Supplied text
Alright, let’s fucking stop all this nonsense and get back to fundamentals.
When one person breathes, one person eats, one person shits, then there’s (duh!) one person.
A woman is one person. A pregnant woman is one person.
When a baby is born, that is the beginning of the baby’s life.
And before anyone scoffs at that notion, consider that life-beginning-at-birth is how we as a people, in our own culture, treat the entire issue. Consider:
When a baby is born, there is a birth certificate. The birth certificate is used to confer rights. When you can vote, when you can drive, when you can drink, when you can marry, when you join catechism, when you have a bar/bat mitzvah, when you qualify for Social Security, when you go to kindergarten, when you can sign legal contracts by yourself, when you are eligible to be drafted, when you qualify for Medicare, when you can get a discount at the movies, and every other way we as a society determine age-contingent matters. We say, “Since the day I was born,” to indicate our entire lives. Our tombstones show the year of death following the year of birth.
We celebrate birthdays, not erections, not that moment Mom and Dad did the dirty in the back seat of the car. We talk of “one on the way” (but not yet here). When a baby is born, we say, “A new life came into this world.” We send out birth announcements. Christenings happen after birth. And as we have bridal showers before the woman is a bride, we have baby showers before the woman gives birth to a baby.
When a woman menstruates, we don’t have a funeral. When there’s a miscarriage, there can be terrible suffering and grief, but there’s no funeral or death certificate. When a birth delivers a dead fetus, it is called “stillborn,” not the death of a 9-month-old baby.

To do
(1) Reproduce the part of the passage about when life begins that opens with the words containing "Alright, let’s fucking" and closes with "pregnant woman is one person.".
(2) Summarize the passage about when life begins in two sentences.
Rely solely on the passage about when life begins.

Supplied entries
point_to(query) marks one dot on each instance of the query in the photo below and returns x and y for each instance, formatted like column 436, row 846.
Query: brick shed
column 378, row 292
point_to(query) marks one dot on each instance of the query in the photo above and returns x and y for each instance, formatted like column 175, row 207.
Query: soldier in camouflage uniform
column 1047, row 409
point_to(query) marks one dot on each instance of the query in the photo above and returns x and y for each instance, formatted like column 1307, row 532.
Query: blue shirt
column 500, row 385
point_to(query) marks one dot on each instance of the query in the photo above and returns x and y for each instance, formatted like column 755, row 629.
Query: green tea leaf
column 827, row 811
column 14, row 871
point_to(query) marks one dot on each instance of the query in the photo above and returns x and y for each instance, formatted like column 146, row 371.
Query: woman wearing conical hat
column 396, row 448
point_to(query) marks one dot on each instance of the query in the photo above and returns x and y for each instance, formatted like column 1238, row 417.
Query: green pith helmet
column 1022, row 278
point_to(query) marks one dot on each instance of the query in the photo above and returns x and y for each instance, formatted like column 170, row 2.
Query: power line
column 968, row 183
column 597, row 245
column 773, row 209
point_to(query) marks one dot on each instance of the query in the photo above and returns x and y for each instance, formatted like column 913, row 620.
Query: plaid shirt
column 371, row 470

Solutions
(1)
Alright, let’s fucking stop all this nonsense and get back to fundamentals.
When one person breathes, one person eats, one person shits, then there’s (duh!) one person.
A woman is one person. A pregnant woman is one person.

(2) The passage argues that a pregnant woman is one person and that a baby's life begins at birth, which it says is how the culture treats the issue. As support, it points to birth certificates that confer age-based rights, the celebration of birthdays, and birth announcements, and it notes that neither menstruation nor miscarriage brings a funeral.